*Passage provided*.
------------------------------------------------------------------------

“I’m Carol Channing!”: A Sporadic History of Dressing as Random Women for Halloween
I’m kind of lazy when it comes to Halloween. I have good ideas all year long, then the second someone asks me “What are you being for Halloween?” I lose all ideas and say something really un-fun, like, “I’m not dressing up this year” just to get them off my back. But then I stress out and end up throwing something together last-minute that I convince myself is a work of genius. Looking back, I realize that I dress as barely-recognizable random women for Halloween. Because this is the Internet, let’s take a stroll through the Halloween costumes of my adult life, skipping the years I didn’t dress up or don’t remember.
1994: Mrs. Mia Wallace
I cut myself some bangs, wore thrift-store black bell-bottoms and gold slippers, a man’s white Oxford, taped an oral hygiene syringe to my chest, and applied red lipstick to one nostril. Perfect, right? But Pulp Fiction had just come out, and though everyone I knew in the Film Studies program had run to the Nickelodeon to see it on opening night, the bro in the cow costume and other assembled partygoers had not. No one knew who I was, even though all night I danced by myself in front of a boom box playing only the Pulp Fiction soundtrack. It was too soon. Too soon.
1995: Anne Sexton
In college, I was obsessed with Anne Sexton. I thought she was a glamorous genius, which was basically what I wanted to be in life (CHECK!). Plus, my poetry workshop was held in the legendary Room 222 of the English Department building at Boston University, where she had famously taken Robert Lowell’s poetry workshop alongside Sylvia Plath 40 years earlier. My senior year, I was an editor of Urthona, BU’s literary journal (what, you’ve never heard of it?!). Some doofus who was obsessed with James Joyce decided we needed to have a literary-themed Halloween party at his apartment in Allston, and I seized this opportunity to dress as my idol. Apparently, I thought that wrapping a scarf around my hair, lady-in-a-convertible-style, wearing sunglasses indoors, and sporting my “sexy secretary” skirt would make it clear to my poetry-nerd pals that I was channeling Anne. No one knew who I was. And I even drank a lot, and smoked cigarettes, just like Anne. Le sigh.

------------------------------------------------------------------------

*Entries*.
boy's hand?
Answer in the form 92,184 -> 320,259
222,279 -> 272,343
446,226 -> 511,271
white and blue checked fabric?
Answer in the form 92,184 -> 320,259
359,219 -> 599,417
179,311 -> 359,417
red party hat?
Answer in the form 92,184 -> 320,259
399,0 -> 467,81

------------------------------------------------------------------------

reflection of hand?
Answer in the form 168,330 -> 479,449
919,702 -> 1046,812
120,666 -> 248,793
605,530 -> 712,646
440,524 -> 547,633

------------------------------------------------------------------------

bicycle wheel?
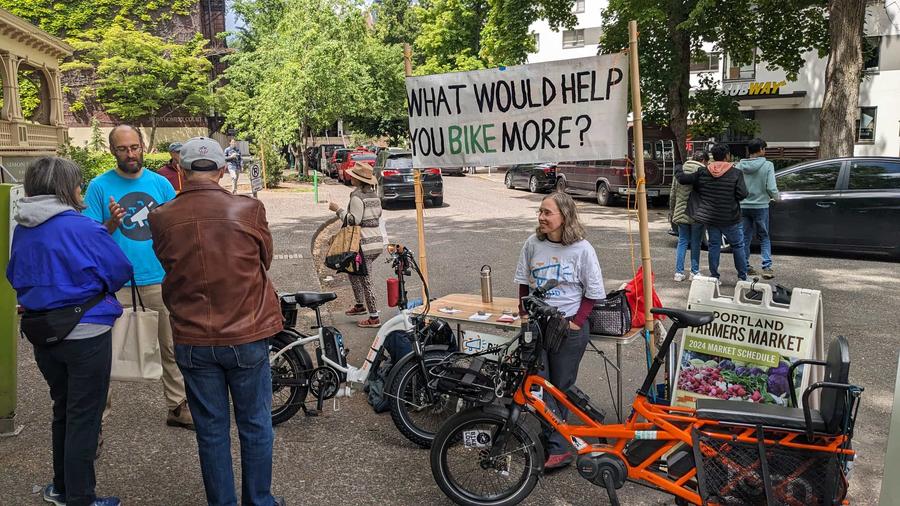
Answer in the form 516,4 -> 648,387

------------------------------------------------------------------------

*Your task*.
Write out the part of the Halloween costume essay above between "1994: Mrs. Mia" and "soon. Too soon.", inclusive.

*Task response*.
1994: Mrs. Mia Wallace
I cut myself some bangs, wore thrift-store black bell-bottoms and gold slippers, a man’s white Oxford, taped an oral hygiene syringe to my chest, and applied red lipstick to one nostril. Perfect, right? But Pulp Fiction had just come out, and though everyone I knew in the Film Studies program had run to the Nickelodeon to see it on opening night, the bro in the cow costume and other assembled partygoers had not. No one knew who I was, even though all night I danced by myself in front of a boom box playing only the Pulp Fiction soundtrack. It was too soon. Too soon.